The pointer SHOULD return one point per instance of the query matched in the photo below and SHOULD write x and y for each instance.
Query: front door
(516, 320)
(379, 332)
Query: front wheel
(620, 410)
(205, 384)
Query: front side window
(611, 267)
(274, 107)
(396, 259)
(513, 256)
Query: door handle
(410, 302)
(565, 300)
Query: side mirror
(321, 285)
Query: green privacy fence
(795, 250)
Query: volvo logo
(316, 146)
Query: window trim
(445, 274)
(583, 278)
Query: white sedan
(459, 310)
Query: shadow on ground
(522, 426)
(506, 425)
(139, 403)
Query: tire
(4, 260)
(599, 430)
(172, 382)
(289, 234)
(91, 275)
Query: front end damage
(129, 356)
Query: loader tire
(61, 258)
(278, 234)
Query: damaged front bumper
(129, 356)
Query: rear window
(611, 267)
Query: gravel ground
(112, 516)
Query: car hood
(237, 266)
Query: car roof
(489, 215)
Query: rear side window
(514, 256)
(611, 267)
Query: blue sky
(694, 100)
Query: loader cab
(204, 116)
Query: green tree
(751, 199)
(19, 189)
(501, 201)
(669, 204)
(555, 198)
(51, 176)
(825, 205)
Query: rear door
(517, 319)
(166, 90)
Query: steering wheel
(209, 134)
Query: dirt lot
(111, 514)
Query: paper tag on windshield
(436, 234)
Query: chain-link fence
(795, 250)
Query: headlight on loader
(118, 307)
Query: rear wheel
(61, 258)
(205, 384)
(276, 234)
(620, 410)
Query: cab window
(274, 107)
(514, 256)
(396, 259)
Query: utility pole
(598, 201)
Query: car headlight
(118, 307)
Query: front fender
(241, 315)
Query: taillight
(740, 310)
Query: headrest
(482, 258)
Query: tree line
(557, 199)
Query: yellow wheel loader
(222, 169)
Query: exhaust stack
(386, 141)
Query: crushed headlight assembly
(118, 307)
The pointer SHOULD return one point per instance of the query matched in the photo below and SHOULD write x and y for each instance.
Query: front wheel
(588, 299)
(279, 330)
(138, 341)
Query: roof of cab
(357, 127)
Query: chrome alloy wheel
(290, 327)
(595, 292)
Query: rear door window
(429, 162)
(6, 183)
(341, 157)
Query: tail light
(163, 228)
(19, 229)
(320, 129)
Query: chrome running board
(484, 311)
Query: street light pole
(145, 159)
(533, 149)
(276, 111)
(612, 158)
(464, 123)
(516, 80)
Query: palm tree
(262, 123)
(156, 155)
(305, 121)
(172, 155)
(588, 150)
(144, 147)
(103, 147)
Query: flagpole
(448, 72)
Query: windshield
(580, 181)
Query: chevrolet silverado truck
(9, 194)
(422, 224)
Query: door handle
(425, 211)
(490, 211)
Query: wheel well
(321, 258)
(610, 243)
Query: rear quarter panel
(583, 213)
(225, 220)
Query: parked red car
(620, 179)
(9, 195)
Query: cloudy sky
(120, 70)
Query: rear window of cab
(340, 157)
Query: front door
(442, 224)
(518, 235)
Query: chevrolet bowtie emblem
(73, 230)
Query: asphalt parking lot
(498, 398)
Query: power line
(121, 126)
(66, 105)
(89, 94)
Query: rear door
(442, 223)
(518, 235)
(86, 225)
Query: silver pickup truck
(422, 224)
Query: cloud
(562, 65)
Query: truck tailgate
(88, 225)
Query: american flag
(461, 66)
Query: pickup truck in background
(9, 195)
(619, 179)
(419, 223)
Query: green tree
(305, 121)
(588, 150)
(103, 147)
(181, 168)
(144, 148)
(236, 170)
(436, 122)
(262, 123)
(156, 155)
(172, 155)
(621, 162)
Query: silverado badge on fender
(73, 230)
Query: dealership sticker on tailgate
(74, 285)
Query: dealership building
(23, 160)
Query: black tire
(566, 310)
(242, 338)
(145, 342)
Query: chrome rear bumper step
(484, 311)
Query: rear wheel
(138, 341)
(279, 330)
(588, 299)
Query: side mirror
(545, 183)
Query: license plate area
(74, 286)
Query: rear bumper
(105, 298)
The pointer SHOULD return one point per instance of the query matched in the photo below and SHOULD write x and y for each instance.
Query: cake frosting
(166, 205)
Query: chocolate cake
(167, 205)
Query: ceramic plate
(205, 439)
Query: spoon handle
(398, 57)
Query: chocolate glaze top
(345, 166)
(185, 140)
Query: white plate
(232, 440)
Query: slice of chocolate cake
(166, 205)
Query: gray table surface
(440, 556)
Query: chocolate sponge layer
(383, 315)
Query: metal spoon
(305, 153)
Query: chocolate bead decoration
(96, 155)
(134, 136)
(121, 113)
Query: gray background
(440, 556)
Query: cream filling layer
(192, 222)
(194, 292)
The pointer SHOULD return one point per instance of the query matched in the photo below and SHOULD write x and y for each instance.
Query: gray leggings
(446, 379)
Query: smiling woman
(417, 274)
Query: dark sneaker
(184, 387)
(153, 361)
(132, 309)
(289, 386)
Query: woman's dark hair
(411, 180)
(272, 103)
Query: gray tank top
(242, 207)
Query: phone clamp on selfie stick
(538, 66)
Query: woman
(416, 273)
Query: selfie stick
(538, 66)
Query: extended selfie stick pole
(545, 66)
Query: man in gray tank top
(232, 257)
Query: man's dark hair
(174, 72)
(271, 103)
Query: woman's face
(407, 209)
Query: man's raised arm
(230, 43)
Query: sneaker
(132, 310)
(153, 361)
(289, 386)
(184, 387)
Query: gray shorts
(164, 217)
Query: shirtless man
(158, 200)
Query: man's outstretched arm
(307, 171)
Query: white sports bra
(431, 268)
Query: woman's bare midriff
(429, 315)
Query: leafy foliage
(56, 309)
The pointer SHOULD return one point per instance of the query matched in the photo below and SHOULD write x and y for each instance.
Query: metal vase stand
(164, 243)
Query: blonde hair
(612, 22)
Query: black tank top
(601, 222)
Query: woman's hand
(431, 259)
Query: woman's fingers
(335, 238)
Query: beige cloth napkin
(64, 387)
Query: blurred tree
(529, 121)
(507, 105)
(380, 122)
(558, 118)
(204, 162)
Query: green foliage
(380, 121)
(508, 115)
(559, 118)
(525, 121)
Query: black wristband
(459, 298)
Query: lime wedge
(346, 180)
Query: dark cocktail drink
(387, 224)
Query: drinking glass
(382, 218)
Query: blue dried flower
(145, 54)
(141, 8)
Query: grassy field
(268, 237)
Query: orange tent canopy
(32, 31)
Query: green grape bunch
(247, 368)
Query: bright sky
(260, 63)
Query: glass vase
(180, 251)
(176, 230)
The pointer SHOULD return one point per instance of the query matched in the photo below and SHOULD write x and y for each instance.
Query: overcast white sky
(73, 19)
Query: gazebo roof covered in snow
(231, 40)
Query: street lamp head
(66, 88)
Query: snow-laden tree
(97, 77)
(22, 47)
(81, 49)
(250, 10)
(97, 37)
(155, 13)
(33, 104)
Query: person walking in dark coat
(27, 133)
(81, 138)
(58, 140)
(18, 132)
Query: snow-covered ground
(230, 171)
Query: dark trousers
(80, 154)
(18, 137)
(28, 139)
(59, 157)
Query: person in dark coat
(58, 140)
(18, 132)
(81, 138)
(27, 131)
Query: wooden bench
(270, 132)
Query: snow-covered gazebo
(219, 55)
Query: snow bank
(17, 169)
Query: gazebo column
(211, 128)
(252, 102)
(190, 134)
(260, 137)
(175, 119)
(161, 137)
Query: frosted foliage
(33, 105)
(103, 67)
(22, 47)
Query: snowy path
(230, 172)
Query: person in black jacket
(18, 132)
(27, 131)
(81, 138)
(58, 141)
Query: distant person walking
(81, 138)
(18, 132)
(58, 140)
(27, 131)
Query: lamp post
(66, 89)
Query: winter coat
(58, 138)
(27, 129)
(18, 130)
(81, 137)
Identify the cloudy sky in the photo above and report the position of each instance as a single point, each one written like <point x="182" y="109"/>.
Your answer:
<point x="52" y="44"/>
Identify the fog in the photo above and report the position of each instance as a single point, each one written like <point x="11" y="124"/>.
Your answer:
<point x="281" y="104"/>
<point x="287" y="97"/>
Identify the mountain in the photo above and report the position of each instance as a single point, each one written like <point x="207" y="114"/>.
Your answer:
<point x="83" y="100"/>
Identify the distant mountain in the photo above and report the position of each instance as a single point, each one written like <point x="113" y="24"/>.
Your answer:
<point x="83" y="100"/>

The request:
Copy, character for character, the lines from the line that holds "Query: person in dark coat" through the final line of the records above.

Answer for the task:
Query: person in dark coat
(58, 140)
(18, 132)
(81, 138)
(27, 131)
Query: wooden bench
(270, 132)
Query: snow-covered gazebo
(219, 55)
Query: snow bank
(17, 169)
Query: gazebo column
(211, 128)
(252, 102)
(190, 134)
(260, 137)
(175, 119)
(161, 137)
Query: frosted foliage
(33, 105)
(103, 67)
(22, 47)
Query: snowy path
(230, 172)
Query: person in black jacket
(18, 132)
(27, 131)
(81, 138)
(58, 141)
Query: distant person walking
(81, 138)
(18, 132)
(58, 140)
(27, 131)
Query: lamp post
(66, 89)
Query: winter coat
(58, 138)
(27, 129)
(18, 130)
(81, 137)
Identify the cloudy sky in the photo above and report the position of each instance as a single point, each one written like <point x="182" y="109"/>.
Your answer:
<point x="52" y="44"/>
Identify the fog in the photo above and report the position of each instance as a single point, each one written like <point x="11" y="124"/>.
Your answer:
<point x="281" y="104"/>
<point x="287" y="97"/>
Identify the mountain in the photo above and report the position of each instance as a single point, each one written like <point x="207" y="114"/>.
Your answer:
<point x="83" y="100"/>
Identify the distant mountain in the photo above and report the position of each instance as a single point, each one written like <point x="113" y="24"/>.
Your answer:
<point x="83" y="100"/>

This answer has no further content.